Task directions:
Every line below from the one with "Target: golden metal key" through the one with "the black glossy paint" should be retyped exactly, both ends included; no other lines and no pictures.

■ ■ ■ ■ ■

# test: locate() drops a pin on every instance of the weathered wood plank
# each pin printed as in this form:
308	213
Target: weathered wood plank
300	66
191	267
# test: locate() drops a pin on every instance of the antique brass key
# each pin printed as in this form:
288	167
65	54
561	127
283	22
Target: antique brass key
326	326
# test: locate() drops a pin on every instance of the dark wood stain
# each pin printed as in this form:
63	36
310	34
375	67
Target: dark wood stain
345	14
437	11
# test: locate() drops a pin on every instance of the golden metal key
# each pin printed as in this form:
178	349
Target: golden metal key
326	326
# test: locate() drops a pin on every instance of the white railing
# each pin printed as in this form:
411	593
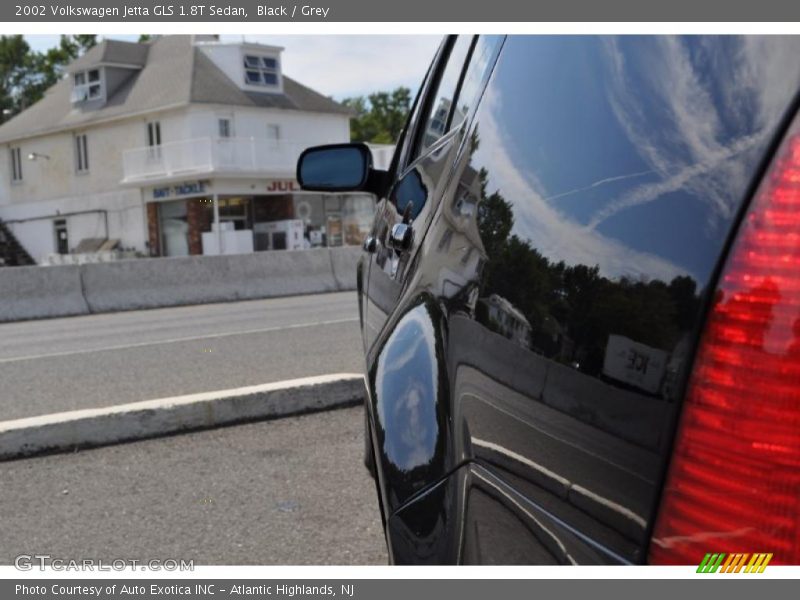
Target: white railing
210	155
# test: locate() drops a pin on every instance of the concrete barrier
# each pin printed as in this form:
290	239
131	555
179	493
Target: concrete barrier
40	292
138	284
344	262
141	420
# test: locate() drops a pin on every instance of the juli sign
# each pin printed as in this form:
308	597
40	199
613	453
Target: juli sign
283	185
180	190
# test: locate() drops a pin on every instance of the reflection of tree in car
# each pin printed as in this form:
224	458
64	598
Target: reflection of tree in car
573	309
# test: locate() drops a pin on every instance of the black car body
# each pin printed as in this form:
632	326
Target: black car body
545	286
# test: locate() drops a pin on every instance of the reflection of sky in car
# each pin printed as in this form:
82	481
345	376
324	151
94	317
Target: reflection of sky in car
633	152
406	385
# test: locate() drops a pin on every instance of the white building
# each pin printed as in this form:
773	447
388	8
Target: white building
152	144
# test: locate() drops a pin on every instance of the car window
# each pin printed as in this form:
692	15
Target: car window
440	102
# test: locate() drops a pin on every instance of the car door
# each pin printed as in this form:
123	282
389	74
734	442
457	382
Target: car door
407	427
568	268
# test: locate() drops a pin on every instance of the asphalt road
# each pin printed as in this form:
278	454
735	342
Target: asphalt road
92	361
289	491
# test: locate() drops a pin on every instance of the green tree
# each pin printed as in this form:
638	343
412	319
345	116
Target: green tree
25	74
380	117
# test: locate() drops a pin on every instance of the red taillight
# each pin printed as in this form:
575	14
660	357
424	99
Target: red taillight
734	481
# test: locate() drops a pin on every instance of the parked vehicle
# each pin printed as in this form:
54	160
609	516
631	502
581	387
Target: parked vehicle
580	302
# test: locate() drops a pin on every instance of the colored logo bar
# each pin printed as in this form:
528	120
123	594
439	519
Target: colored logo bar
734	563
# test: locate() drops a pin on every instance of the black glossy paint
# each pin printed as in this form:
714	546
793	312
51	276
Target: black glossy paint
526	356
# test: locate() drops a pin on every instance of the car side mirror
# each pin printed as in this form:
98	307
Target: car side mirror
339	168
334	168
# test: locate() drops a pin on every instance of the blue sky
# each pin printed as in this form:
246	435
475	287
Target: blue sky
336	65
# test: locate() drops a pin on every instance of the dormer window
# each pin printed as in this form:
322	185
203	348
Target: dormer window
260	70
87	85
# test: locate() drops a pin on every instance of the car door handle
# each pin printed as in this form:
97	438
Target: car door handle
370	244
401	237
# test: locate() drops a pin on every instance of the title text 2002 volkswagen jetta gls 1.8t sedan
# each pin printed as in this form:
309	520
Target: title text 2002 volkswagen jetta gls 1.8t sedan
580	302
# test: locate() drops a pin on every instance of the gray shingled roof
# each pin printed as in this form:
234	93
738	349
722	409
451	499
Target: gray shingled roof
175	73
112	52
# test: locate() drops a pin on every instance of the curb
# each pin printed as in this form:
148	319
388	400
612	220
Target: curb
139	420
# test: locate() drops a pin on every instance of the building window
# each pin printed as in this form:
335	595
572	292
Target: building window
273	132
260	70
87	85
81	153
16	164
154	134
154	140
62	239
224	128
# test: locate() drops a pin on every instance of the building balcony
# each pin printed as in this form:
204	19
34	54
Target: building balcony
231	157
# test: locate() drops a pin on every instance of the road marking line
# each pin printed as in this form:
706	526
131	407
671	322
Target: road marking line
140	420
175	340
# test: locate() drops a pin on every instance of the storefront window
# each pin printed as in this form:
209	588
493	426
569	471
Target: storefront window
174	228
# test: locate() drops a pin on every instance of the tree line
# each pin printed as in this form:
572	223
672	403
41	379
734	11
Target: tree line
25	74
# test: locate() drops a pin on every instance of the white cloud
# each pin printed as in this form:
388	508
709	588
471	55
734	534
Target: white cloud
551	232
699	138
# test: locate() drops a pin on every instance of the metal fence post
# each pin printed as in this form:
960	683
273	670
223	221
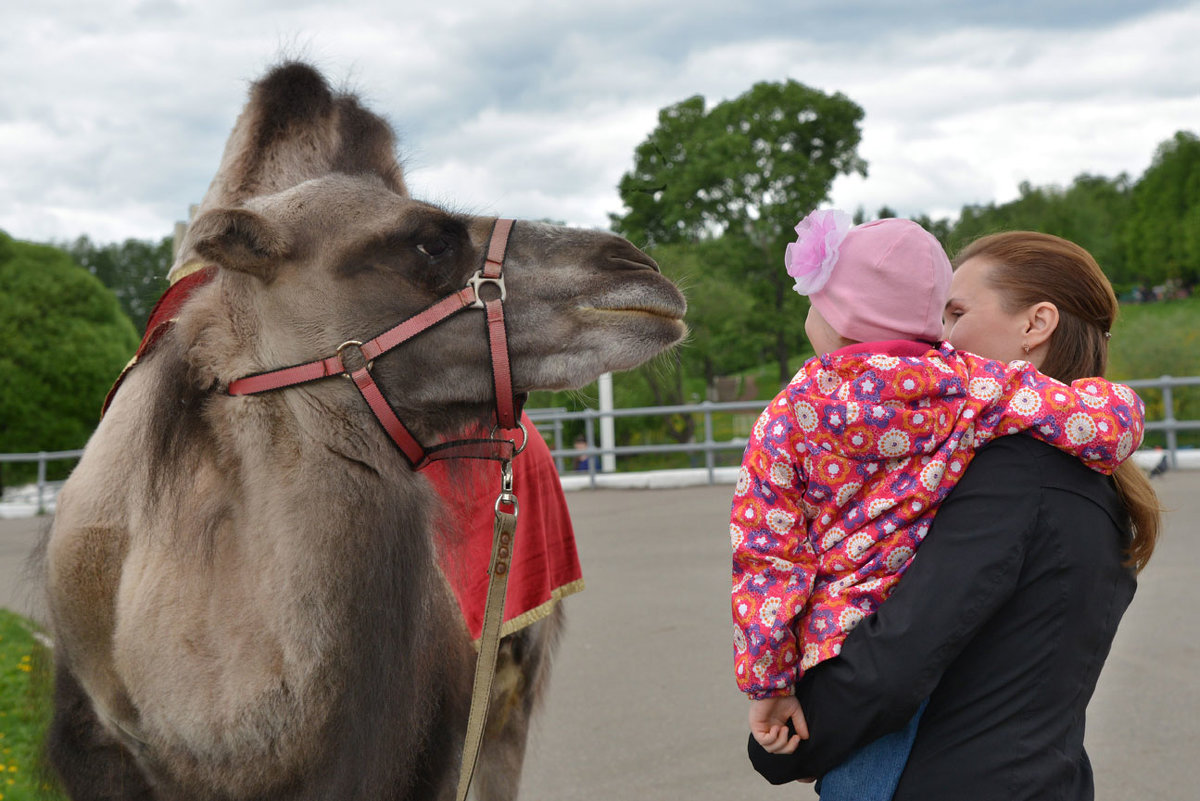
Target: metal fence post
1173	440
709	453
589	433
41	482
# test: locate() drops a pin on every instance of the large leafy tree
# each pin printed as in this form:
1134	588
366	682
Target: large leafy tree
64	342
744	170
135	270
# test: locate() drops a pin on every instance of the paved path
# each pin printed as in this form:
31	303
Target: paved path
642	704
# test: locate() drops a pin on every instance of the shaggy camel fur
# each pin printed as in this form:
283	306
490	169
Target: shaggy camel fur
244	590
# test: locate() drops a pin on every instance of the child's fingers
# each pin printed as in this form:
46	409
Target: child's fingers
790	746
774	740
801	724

■ ■ ■ ■ ■

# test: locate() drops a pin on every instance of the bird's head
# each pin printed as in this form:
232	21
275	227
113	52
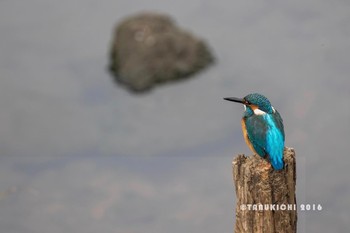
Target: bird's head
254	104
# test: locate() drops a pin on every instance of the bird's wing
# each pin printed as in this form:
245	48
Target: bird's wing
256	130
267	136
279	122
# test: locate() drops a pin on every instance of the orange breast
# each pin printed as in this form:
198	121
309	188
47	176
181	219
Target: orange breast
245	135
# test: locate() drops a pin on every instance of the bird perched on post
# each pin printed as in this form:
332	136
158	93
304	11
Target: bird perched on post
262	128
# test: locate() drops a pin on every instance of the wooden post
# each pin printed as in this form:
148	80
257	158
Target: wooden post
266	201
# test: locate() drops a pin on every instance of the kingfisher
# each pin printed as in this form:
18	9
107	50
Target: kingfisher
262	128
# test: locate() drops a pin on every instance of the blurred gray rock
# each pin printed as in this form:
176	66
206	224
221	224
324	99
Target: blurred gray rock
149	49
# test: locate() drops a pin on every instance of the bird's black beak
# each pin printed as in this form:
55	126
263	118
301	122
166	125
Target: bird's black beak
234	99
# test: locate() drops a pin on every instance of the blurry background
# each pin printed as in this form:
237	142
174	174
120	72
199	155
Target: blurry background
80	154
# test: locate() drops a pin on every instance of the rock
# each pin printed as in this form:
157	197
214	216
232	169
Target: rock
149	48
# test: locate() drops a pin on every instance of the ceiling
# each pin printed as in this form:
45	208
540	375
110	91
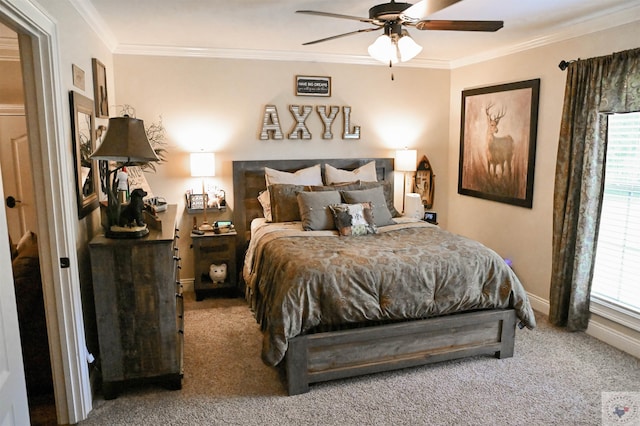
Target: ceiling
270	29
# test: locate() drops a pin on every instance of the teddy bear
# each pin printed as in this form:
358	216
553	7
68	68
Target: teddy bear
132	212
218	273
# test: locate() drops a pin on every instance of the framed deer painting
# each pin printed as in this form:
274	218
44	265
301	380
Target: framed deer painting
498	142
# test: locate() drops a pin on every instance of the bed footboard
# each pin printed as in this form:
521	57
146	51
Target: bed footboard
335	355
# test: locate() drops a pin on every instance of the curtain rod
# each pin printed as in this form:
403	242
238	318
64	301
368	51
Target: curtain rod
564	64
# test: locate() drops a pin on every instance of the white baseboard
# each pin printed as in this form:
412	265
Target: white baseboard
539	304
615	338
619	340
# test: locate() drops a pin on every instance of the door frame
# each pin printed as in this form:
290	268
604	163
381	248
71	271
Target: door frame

■ ■ ■ ■ ■

Solution to the exercise:
Target: golden metal key
326	326
# test: locate() drops a pin on every instance of the white railing
# each pin printed as in this form:
411	593
Target: white railing
210	155
# test: locate() drops a pin on every instance of the concrete barrier
# each pin printed as in this form:
290	239
131	555
179	493
Target: concrete barrier
40	292
138	284
344	262
141	420
# test: locate() drops a pin on every instance of the juli sign
# each pin printed as in this form:
308	597
40	199
613	453
Target: juli sign
283	185
180	190
# test: locate() drops a pin on every instance of the reflection of tree in car
# each pin printed as in this form:
224	458
64	598
Target: reflection of tree in car
573	309
# test: locate() drops a pin on every instance of the black car body
# each pin printed as in this form:
632	326
Target: black car body
545	286
# test: locate() drops a pin on every instance of the reflection of sky in car
# each pin printed as in this form:
82	481
345	376
324	151
94	317
Target: reflection of sky in car
633	152
406	385
# test: locate() drops a pin on every instance of the white building
# each pin printed as in this form:
773	447
388	8
Target: white building
152	144
# test: locate() drops a pin on every instance of the car window
# each pin printed as in this form:
692	15
Target: car window
440	102
# test: locate() drops a pin on every instance of the car door
# each pin printed as in this form:
123	282
389	74
734	442
457	382
Target: car door
407	427
568	268
# test: locate() drops a pin on every instance of the asphalt road
# each pin printed as in this form:
278	454
735	342
Target: asphalt road
92	361
289	491
# test: locate() drops a pin on every instance of the green tree
# each pin printed as in this form:
638	343
412	319
345	116
Target: green tree
25	74
380	117
# test: locate() drops a pin on every instance of the red taillight
# each pin printed as in this form:
575	14
660	357
424	99
Target: red taillight
734	481
# test: locate() drops a pin on every instance of the parked vehicle
# each pin printed as in this form:
54	160
609	516
631	502
581	387
Target: parked vehicle
580	302
# test: locate() drops a pin on every instance of the colored logo bar
# each pin printed as in this form:
528	120
123	594
439	519
Target: colored logo bar
734	563
# test: locate() drops a pin on every instance of the black glossy paint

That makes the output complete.